Extracted information

******

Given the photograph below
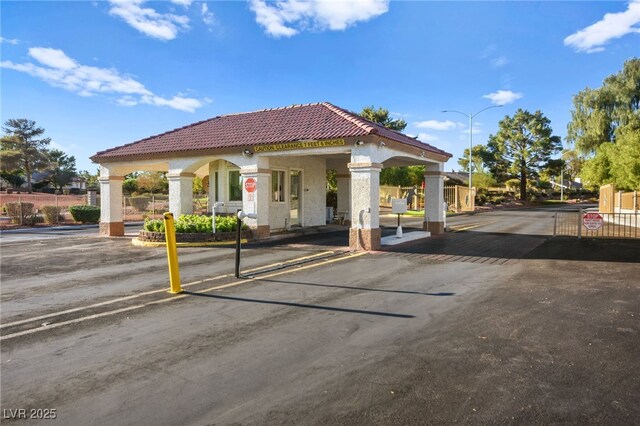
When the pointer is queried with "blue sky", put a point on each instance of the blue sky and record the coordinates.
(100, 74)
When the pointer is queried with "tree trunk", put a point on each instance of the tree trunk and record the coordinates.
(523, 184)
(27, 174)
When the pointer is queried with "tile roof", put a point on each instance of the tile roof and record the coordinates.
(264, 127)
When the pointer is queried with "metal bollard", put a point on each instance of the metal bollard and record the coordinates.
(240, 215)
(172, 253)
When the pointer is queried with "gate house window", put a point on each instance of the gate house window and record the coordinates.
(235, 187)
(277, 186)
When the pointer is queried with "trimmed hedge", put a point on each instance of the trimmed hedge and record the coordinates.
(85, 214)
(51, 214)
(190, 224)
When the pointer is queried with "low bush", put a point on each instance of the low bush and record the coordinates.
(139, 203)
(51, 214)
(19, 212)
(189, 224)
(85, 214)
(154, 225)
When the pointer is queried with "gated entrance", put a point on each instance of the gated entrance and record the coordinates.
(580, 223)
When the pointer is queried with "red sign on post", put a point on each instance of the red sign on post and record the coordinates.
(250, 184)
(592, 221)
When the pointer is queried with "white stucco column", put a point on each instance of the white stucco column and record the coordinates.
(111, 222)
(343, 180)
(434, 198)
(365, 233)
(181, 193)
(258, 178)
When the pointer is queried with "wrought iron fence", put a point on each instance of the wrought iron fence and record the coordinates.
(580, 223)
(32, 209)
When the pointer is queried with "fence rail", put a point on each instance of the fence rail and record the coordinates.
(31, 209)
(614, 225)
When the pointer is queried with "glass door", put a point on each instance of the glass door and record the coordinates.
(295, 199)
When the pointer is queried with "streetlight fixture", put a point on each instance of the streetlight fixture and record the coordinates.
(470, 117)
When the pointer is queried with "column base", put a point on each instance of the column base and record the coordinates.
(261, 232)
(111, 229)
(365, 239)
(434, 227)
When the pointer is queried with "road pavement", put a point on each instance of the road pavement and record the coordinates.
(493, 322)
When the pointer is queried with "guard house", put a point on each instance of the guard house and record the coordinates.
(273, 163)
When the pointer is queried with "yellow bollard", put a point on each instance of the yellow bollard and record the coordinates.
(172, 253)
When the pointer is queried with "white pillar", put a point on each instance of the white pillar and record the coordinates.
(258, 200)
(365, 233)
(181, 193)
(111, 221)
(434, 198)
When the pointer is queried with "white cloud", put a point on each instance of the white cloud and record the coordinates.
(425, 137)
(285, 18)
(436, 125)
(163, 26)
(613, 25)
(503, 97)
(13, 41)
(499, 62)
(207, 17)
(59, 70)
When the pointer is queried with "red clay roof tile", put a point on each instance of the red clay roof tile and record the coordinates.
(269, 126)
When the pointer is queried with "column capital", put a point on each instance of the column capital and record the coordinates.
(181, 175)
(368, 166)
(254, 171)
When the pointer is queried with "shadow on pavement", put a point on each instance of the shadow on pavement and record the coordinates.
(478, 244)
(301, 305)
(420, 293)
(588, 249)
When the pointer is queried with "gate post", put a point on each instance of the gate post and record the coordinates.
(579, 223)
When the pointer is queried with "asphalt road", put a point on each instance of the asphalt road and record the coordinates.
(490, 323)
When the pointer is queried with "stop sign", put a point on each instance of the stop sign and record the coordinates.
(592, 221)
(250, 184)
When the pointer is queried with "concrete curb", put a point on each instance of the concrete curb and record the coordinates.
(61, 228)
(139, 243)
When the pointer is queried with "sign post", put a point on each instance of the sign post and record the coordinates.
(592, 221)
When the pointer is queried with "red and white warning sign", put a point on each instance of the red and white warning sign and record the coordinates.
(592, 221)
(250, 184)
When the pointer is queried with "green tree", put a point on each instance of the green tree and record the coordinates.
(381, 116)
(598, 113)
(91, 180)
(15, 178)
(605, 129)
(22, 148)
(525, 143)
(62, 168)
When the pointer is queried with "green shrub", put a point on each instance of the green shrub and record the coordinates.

******

Your objective
In the copy, include no pictures; restate the listing above exactly.

Output
Given the photograph below
When the pointer is queried with "blue sky", put a point on each instance of the blue sky and record the coordinates.
(100, 74)
When the pointer is queried with "tree trunk", put a point on each instance of the tree trunk and record the coordinates.
(523, 184)
(27, 174)
When the pointer is queried with "tile roof", put a point on each instance of the tile roof and record the coordinates.
(264, 127)
When the pointer is queried with "metal bollard", put a point on each instance of the metal bollard and record the coordinates.
(240, 215)
(172, 253)
When the pointer is queried with "gate house window", put a point on each instance of the gate house window and record the coordinates.
(235, 187)
(277, 186)
When the pointer is queried with "trimmed hedge", put a point on each instance of the trimmed hedge and record the coordinates.
(85, 214)
(51, 214)
(190, 224)
When the pointer is queried with "low bush", put a point on each instance of the low bush and record the coordinates.
(139, 203)
(51, 214)
(19, 212)
(189, 224)
(85, 214)
(154, 225)
When the pointer is queried with "gated entrance", put a point on each instance of the gated entrance and record the coordinates.
(580, 223)
When the pointer is queried with "red sign on post", put a point on each instance of the red sign on post and record the coordinates.
(250, 184)
(592, 221)
When the pointer is queried with "white stucco column", put a point on each instance of the white stucco column and record the coordinates.
(111, 222)
(343, 180)
(434, 198)
(365, 233)
(181, 193)
(258, 178)
When the pointer is queried with "wrought iron fence", put a point on each instance of the wrought iron fence and record the coordinates.
(580, 223)
(32, 209)
When the pointer is queried with "fence rail", put a point on each instance of the fence rail and record the coordinates.
(31, 209)
(614, 225)
When the pointer is queried with "glass door", put a point on each instance of the glass door and record the coordinates.
(295, 199)
When the pointer is queried with "streetlight fixture", put a point on each instance of the streetlight fixture and record the coordinates.
(470, 117)
When the pointer is queried with "column base", put a point on each instance of the column base and record the coordinates.
(261, 232)
(111, 229)
(365, 239)
(434, 227)
When the pointer is queried with "road pavement", put a point on each instance of the road pavement and record the coordinates.
(493, 322)
When the pointer is queried with "guard house", put a point on each instance of the guard house and record the coordinates.
(273, 163)
When the pointer is queried with "yellow bollard", put a point on each instance of the yellow bollard and record the coordinates.
(172, 253)
When the pointer is queried with "white pillar", put a point on each instance of the white pillar and record the coordinates.
(258, 200)
(365, 233)
(181, 193)
(111, 221)
(434, 198)
When the pointer is queried with "white cloud", put a point on each instance of the white cloud and record the coordinates.
(425, 137)
(285, 18)
(436, 125)
(163, 26)
(613, 25)
(503, 97)
(13, 41)
(499, 62)
(207, 17)
(59, 70)
When the pointer is queried with "red clay roof tile", put a point on each instance of the red clay roof tile and record the coordinates.
(269, 126)
When the pointer is queried with "column capital", put a point on each instance of the column capital and record the coordinates.
(181, 175)
(368, 166)
(254, 171)
When the pointer is queried with "shadow on pavement", put a point on each instance of the shadow on pavement and record the coordinates.
(478, 244)
(301, 305)
(420, 293)
(588, 249)
When the pointer is queried with "gate post", put a point on each instance of the gate post and record the coordinates.
(579, 223)
When the pointer is queried with "asphalt road", put a point on each instance of the asphalt road and record the coordinates.
(490, 323)
When the pointer is queried with "stop sign", put a point on each instance of the stop sign and record the coordinates.
(592, 221)
(250, 184)
When the pointer is queried with "concrete curb", put a point on each instance of the concrete curb and record the coordinates.
(61, 228)
(139, 243)
When the pointer is queried with "sign post", put a point on each instance of the sign post and record the coordinates.
(592, 221)
When the pointer is queried with "red and white warning sign", put a point on each instance of the red and white warning sign and record the coordinates.
(592, 221)
(250, 184)
When the pointer is queried with "green tree", put a point on each instance of the green tree and record the coordinates.
(381, 116)
(598, 113)
(91, 180)
(15, 178)
(605, 129)
(22, 148)
(525, 143)
(62, 168)
When the pointer is queried with "green shrub", put a point on each instance of the green shrub and record the coordinates.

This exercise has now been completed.